**EXERCISE GOAL**
List every row below that contains the word "window", matching case exactly.

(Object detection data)
++++++++++
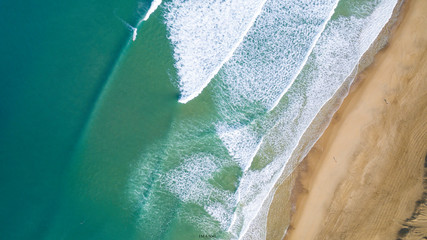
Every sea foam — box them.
[165,0,266,103]
[240,0,402,239]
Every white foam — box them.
[215,0,337,122]
[128,0,162,41]
[166,0,266,103]
[216,123,262,172]
[163,154,235,230]
[142,0,162,21]
[234,0,396,239]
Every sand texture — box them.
[285,0,427,240]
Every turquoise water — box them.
[0,0,395,239]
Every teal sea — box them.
[0,0,397,240]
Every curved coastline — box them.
[267,1,427,239]
[240,1,402,239]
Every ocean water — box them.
[0,0,397,240]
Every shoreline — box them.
[266,0,405,239]
[278,1,427,239]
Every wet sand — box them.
[278,0,427,240]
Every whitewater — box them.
[128,0,397,239]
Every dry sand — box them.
[280,0,427,240]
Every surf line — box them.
[114,0,162,41]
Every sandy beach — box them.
[268,0,427,240]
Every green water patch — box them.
[0,0,143,239]
[46,6,177,239]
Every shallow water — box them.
[0,0,396,239]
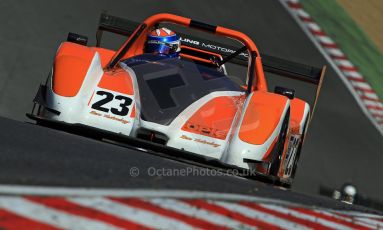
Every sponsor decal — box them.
[180,135,221,148]
[89,110,130,125]
[180,37,249,58]
[183,122,227,139]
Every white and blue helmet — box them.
[145,27,181,58]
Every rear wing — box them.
[96,12,326,117]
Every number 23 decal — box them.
[92,91,133,116]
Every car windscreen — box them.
[121,54,244,125]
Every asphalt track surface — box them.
[0,0,383,205]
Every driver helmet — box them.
[145,27,181,58]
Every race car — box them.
[27,13,325,185]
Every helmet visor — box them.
[146,41,179,54]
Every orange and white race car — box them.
[28,13,325,186]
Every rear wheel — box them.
[269,109,290,176]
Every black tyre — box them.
[269,109,290,176]
[290,117,308,178]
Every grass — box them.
[301,0,383,99]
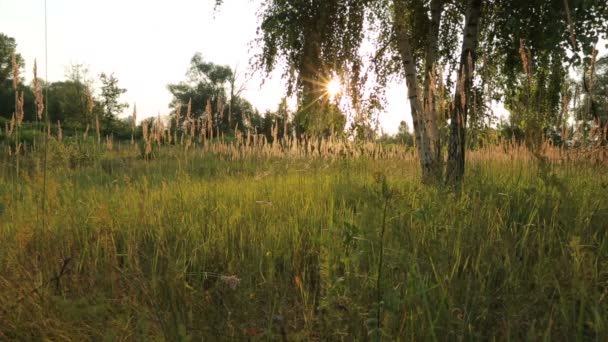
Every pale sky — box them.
[0,0,605,134]
[0,0,412,133]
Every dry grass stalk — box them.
[95,114,101,144]
[11,52,19,91]
[57,120,63,142]
[17,91,25,127]
[34,59,44,121]
[82,124,91,140]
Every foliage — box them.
[167,53,256,133]
[99,72,129,132]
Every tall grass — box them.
[0,136,608,341]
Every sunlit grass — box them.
[0,138,608,341]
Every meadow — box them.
[0,138,608,341]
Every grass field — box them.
[0,141,608,341]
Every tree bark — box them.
[393,0,441,184]
[446,0,483,185]
[423,0,444,181]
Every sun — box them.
[326,78,342,97]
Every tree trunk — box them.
[423,0,444,181]
[393,0,441,184]
[446,0,483,185]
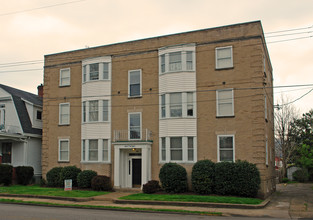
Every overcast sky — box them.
[0,0,313,115]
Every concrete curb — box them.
[0,193,94,202]
[113,198,270,209]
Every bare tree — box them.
[274,94,299,177]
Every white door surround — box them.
[113,142,152,188]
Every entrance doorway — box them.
[132,158,141,188]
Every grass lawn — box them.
[119,193,263,205]
[0,185,109,197]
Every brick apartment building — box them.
[42,21,275,196]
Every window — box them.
[82,100,110,122]
[60,68,71,86]
[170,137,183,161]
[59,139,70,161]
[216,89,234,117]
[0,105,5,131]
[102,100,109,121]
[215,46,233,69]
[159,137,196,163]
[161,94,166,118]
[59,103,70,125]
[88,139,98,161]
[159,44,196,74]
[128,113,141,140]
[169,52,182,71]
[170,93,182,117]
[89,63,99,80]
[160,92,195,118]
[218,135,235,162]
[89,100,99,121]
[82,56,111,83]
[128,70,141,97]
[1,143,12,163]
[81,139,110,163]
[102,139,109,161]
[36,110,42,121]
[187,137,194,161]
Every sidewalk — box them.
[0,183,313,219]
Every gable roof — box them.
[0,84,42,135]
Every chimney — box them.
[37,84,43,97]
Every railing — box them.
[113,129,152,142]
[0,124,21,134]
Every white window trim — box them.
[216,89,235,117]
[215,46,234,69]
[127,112,143,140]
[128,69,142,98]
[217,134,236,162]
[81,138,111,164]
[159,44,196,75]
[58,138,70,162]
[159,136,197,164]
[59,102,71,125]
[59,68,71,87]
[82,56,112,84]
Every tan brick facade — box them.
[42,22,275,199]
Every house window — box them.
[36,110,42,121]
[159,44,195,74]
[59,103,70,125]
[89,63,99,80]
[128,70,141,97]
[88,139,98,161]
[170,93,182,117]
[216,89,234,117]
[187,137,194,161]
[102,139,109,161]
[169,52,182,71]
[128,112,141,140]
[59,139,70,161]
[1,143,12,163]
[102,100,109,121]
[160,92,195,118]
[218,135,235,162]
[170,137,183,161]
[215,46,233,69]
[0,105,5,131]
[89,100,99,121]
[60,68,71,86]
[161,94,166,118]
[161,137,166,161]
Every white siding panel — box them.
[82,123,111,139]
[159,72,196,93]
[82,81,111,100]
[160,118,197,137]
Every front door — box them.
[132,158,141,187]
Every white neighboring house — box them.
[0,84,42,180]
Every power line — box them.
[0,0,87,17]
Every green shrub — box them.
[16,166,34,185]
[60,166,81,186]
[233,160,261,197]
[292,168,309,183]
[47,167,63,187]
[142,180,161,194]
[281,177,289,183]
[159,163,187,193]
[214,161,261,197]
[0,164,13,186]
[91,175,112,191]
[191,160,215,194]
[77,170,98,188]
[214,162,236,195]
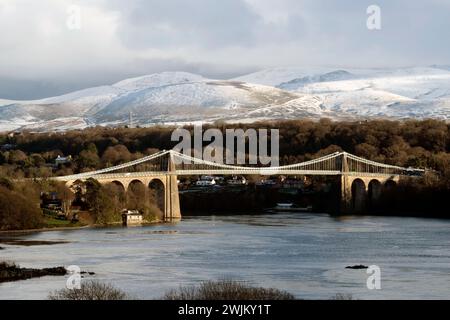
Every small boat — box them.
++++++++++
**FINAL RESULT**
Every window — box them.
Every white window trim — box them.
Every house window — box them.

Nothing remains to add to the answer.